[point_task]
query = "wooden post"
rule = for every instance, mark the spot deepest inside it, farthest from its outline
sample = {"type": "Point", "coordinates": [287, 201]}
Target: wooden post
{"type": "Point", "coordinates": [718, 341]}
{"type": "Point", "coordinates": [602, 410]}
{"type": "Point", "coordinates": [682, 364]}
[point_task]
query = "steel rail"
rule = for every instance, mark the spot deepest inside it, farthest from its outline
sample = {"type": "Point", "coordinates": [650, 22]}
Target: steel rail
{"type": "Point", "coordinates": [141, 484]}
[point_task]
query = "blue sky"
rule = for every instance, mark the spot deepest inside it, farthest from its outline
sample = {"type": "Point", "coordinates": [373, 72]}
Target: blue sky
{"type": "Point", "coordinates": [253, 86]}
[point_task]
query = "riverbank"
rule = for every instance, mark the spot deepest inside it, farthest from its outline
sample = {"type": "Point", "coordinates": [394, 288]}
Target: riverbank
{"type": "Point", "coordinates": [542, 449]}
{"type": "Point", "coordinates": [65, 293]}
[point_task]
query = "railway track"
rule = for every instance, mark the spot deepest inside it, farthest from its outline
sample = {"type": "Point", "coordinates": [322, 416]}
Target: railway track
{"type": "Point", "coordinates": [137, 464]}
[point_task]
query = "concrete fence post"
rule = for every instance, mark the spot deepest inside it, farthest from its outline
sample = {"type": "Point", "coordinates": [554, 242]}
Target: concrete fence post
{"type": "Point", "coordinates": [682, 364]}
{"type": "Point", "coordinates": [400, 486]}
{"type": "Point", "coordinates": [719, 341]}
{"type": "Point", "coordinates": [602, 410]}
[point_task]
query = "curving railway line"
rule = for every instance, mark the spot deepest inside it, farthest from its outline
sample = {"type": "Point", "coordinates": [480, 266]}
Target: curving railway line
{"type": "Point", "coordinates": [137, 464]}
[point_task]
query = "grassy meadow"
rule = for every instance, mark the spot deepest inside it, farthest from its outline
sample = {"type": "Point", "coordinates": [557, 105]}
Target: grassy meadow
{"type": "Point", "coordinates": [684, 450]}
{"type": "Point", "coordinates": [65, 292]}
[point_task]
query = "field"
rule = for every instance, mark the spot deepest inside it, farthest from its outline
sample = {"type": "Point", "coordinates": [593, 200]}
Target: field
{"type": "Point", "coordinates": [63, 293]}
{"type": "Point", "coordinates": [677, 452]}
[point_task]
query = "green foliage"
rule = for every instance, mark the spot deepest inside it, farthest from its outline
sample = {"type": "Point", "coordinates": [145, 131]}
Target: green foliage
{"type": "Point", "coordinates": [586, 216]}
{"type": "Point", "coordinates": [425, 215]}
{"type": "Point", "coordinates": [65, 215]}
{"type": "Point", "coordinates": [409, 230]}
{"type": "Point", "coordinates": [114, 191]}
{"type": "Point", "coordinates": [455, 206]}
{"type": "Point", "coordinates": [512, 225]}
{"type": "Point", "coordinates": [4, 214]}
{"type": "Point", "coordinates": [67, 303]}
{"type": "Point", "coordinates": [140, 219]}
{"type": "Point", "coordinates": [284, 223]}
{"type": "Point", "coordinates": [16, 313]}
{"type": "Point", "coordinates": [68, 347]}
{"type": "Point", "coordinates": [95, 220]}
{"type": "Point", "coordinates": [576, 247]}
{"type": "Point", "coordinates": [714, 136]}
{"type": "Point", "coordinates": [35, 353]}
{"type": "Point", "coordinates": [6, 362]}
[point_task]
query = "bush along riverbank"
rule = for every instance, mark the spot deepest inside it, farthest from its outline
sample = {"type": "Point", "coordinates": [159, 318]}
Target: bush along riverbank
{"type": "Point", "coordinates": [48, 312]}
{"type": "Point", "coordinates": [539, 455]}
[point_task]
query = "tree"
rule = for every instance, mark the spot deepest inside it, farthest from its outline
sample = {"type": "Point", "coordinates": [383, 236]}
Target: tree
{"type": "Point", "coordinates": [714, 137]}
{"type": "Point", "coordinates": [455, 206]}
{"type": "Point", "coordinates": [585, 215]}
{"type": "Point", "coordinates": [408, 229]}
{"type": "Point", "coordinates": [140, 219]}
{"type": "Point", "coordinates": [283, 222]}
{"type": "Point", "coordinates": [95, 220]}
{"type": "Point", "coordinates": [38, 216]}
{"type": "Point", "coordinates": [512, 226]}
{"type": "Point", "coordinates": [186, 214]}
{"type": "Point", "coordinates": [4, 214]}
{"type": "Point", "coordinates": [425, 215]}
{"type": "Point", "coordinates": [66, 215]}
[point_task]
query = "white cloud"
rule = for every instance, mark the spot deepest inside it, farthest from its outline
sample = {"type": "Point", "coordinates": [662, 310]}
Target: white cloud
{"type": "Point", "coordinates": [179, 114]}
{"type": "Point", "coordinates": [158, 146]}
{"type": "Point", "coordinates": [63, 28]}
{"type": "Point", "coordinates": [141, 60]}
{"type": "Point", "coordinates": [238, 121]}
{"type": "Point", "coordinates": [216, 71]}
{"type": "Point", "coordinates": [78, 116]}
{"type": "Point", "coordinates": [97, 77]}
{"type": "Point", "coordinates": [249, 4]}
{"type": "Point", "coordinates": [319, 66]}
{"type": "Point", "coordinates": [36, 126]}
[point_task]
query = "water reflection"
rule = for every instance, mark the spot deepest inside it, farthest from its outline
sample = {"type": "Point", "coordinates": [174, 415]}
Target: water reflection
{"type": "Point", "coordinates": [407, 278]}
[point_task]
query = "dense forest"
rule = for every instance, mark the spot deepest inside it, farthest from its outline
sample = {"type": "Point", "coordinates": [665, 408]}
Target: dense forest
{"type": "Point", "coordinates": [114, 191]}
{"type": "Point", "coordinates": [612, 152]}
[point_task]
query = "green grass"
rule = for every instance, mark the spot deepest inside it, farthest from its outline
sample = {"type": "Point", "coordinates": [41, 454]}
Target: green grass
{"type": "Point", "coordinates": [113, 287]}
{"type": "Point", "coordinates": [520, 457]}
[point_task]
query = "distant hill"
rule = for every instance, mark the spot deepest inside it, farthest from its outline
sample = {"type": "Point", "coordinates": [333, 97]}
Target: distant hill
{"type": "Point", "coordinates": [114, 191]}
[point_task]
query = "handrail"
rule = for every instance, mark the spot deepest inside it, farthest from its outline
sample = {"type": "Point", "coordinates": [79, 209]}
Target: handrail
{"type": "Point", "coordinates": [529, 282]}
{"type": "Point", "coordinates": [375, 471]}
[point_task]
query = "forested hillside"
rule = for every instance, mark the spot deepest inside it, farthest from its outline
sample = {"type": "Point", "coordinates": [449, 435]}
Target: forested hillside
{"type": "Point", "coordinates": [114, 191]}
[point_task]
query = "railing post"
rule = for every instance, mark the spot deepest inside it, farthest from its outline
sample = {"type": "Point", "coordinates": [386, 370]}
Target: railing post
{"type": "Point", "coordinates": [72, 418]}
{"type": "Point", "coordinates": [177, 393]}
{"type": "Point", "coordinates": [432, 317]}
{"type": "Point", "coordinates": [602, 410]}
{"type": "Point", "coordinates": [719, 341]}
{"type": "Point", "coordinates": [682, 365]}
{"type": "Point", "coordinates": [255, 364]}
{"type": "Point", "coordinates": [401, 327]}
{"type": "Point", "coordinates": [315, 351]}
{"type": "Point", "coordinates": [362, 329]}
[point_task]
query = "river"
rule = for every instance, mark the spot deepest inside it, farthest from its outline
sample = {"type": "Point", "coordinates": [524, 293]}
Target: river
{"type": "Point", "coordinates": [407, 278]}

Work required
Give the listing above again, word for word.

Written reply
[point_task]
query = "wooden post"
rule = for every instance, mark the spot deepest inside it, farthest from its outline
sample = {"type": "Point", "coordinates": [287, 201]}
Target: wooden post
{"type": "Point", "coordinates": [718, 341]}
{"type": "Point", "coordinates": [602, 410]}
{"type": "Point", "coordinates": [682, 364]}
[point_task]
query = "steel rail"
rule = for every instance, mark the spot deepest inside it, farthest from its outline
sample = {"type": "Point", "coordinates": [650, 22]}
Target: steel rail
{"type": "Point", "coordinates": [141, 484]}
[point_task]
query = "blue sky"
rule = for every instance, mark the spot deepest inside it, farthest from its outline
sample = {"type": "Point", "coordinates": [373, 72]}
Target: blue sky
{"type": "Point", "coordinates": [253, 86]}
[point_task]
query = "riverbank"
rule = for every instance, mark the spot deepest inside it, farthest from its outline
sample = {"type": "Point", "coordinates": [394, 288]}
Target: riverbank
{"type": "Point", "coordinates": [542, 449]}
{"type": "Point", "coordinates": [65, 293]}
[point_task]
query = "railway track"
rule = for every instance, mark the spot deepest inside it, farthest from its outline
sample = {"type": "Point", "coordinates": [322, 416]}
Target: railway track
{"type": "Point", "coordinates": [137, 464]}
[point_task]
query = "concrete fence post"
rule = for every instance, mark the spot deepest inside it, farthest from its outline
sample = {"type": "Point", "coordinates": [554, 242]}
Target: concrete fence post
{"type": "Point", "coordinates": [682, 364]}
{"type": "Point", "coordinates": [400, 486]}
{"type": "Point", "coordinates": [719, 341]}
{"type": "Point", "coordinates": [602, 410]}
[point_task]
query = "curving railway line"
rule = for every instance, mark the spot deepest inside it, farthest from its outline
sample = {"type": "Point", "coordinates": [480, 266]}
Target: curving railway line
{"type": "Point", "coordinates": [137, 464]}
[point_task]
query = "grassy meadow"
rule = for every instance, mark the spot deepest inside it, farthest from its outline
sample = {"type": "Point", "coordinates": [557, 105]}
Target: grassy meadow
{"type": "Point", "coordinates": [684, 450]}
{"type": "Point", "coordinates": [65, 292]}
[point_task]
query = "field"
rule = for every instance, mark the spot deepest inside it, farthest from its outline
sample = {"type": "Point", "coordinates": [593, 200]}
Target: field
{"type": "Point", "coordinates": [63, 293]}
{"type": "Point", "coordinates": [677, 452]}
[point_task]
query = "green foliage"
rule = for every instance, mark the spot deepest inside it, farthest from its outline
sample = {"type": "Point", "coordinates": [145, 131]}
Target: green foliage
{"type": "Point", "coordinates": [586, 216]}
{"type": "Point", "coordinates": [425, 215]}
{"type": "Point", "coordinates": [65, 215]}
{"type": "Point", "coordinates": [409, 230]}
{"type": "Point", "coordinates": [114, 191]}
{"type": "Point", "coordinates": [455, 206]}
{"type": "Point", "coordinates": [512, 225]}
{"type": "Point", "coordinates": [4, 214]}
{"type": "Point", "coordinates": [67, 303]}
{"type": "Point", "coordinates": [140, 219]}
{"type": "Point", "coordinates": [284, 223]}
{"type": "Point", "coordinates": [16, 313]}
{"type": "Point", "coordinates": [68, 347]}
{"type": "Point", "coordinates": [95, 220]}
{"type": "Point", "coordinates": [576, 247]}
{"type": "Point", "coordinates": [714, 136]}
{"type": "Point", "coordinates": [35, 353]}
{"type": "Point", "coordinates": [6, 362]}
[point_task]
query = "bush along riverbank"
rule = for every instance, mark the spot deepest inside it, farthest from its outline
sample = {"type": "Point", "coordinates": [159, 318]}
Target: bush along riverbank
{"type": "Point", "coordinates": [48, 312]}
{"type": "Point", "coordinates": [539, 455]}
[point_task]
query = "tree"
rule = for every instance, mark the spot deepest inside it, farthest from its outline
sample = {"type": "Point", "coordinates": [383, 236]}
Target: tree
{"type": "Point", "coordinates": [714, 137]}
{"type": "Point", "coordinates": [455, 206]}
{"type": "Point", "coordinates": [585, 215]}
{"type": "Point", "coordinates": [408, 229]}
{"type": "Point", "coordinates": [140, 219]}
{"type": "Point", "coordinates": [283, 222]}
{"type": "Point", "coordinates": [95, 220]}
{"type": "Point", "coordinates": [38, 216]}
{"type": "Point", "coordinates": [512, 226]}
{"type": "Point", "coordinates": [186, 214]}
{"type": "Point", "coordinates": [4, 214]}
{"type": "Point", "coordinates": [425, 215]}
{"type": "Point", "coordinates": [66, 215]}
[point_task]
query = "white cloud"
rule = for every instance, mark the spot deepest inside it, farthest from its outline
sample = {"type": "Point", "coordinates": [662, 310]}
Target: white cloud
{"type": "Point", "coordinates": [179, 114]}
{"type": "Point", "coordinates": [158, 146]}
{"type": "Point", "coordinates": [63, 28]}
{"type": "Point", "coordinates": [141, 60]}
{"type": "Point", "coordinates": [238, 121]}
{"type": "Point", "coordinates": [216, 71]}
{"type": "Point", "coordinates": [78, 116]}
{"type": "Point", "coordinates": [97, 77]}
{"type": "Point", "coordinates": [249, 4]}
{"type": "Point", "coordinates": [319, 66]}
{"type": "Point", "coordinates": [36, 126]}
[point_task]
query = "water reflection"
rule = for every instance, mark the spot deepest inside it, farthest from its outline
sample = {"type": "Point", "coordinates": [174, 415]}
Target: water reflection
{"type": "Point", "coordinates": [407, 278]}
[point_task]
query = "dense forest"
rule = for every instance, mark the spot deepest inside it, farthest from its outline
sample = {"type": "Point", "coordinates": [665, 408]}
Target: dense forest
{"type": "Point", "coordinates": [114, 191]}
{"type": "Point", "coordinates": [612, 152]}
[point_task]
query = "green grass"
rule = for every instance, mark the spot deepest inside it, farthest from its outline
sample = {"type": "Point", "coordinates": [41, 454]}
Target: green grass
{"type": "Point", "coordinates": [113, 287]}
{"type": "Point", "coordinates": [520, 457]}
[point_task]
query = "distant hill"
rule = for every instance, mark the spot deepest inside it, farthest from its outline
sample = {"type": "Point", "coordinates": [333, 97]}
Target: distant hill
{"type": "Point", "coordinates": [114, 191]}
[point_task]
query = "handrail"
rule = for every instance, mark the spot deepest inside it, farthest from its outline
sample = {"type": "Point", "coordinates": [79, 209]}
Target: handrail
{"type": "Point", "coordinates": [529, 282]}
{"type": "Point", "coordinates": [375, 471]}
[point_task]
query = "forested hillside"
rule = for every instance, mark the spot deepest inside it, farthest from its outline
sample = {"type": "Point", "coordinates": [449, 435]}
Target: forested hillside
{"type": "Point", "coordinates": [114, 191]}
[point_task]
query = "railing post"
rule = for every instance, mark the spot deepest inside it, farthest from its outline
sample = {"type": "Point", "coordinates": [386, 370]}
Target: railing post
{"type": "Point", "coordinates": [72, 418]}
{"type": "Point", "coordinates": [177, 393]}
{"type": "Point", "coordinates": [432, 317]}
{"type": "Point", "coordinates": [602, 410]}
{"type": "Point", "coordinates": [719, 341]}
{"type": "Point", "coordinates": [682, 365]}
{"type": "Point", "coordinates": [255, 364]}
{"type": "Point", "coordinates": [401, 327]}
{"type": "Point", "coordinates": [315, 351]}
{"type": "Point", "coordinates": [362, 329]}
[point_task]
query = "river"
rule = for every instance, mark the spot deepest inside it, farthest from its outline
sample = {"type": "Point", "coordinates": [524, 293]}
Target: river
{"type": "Point", "coordinates": [407, 278]}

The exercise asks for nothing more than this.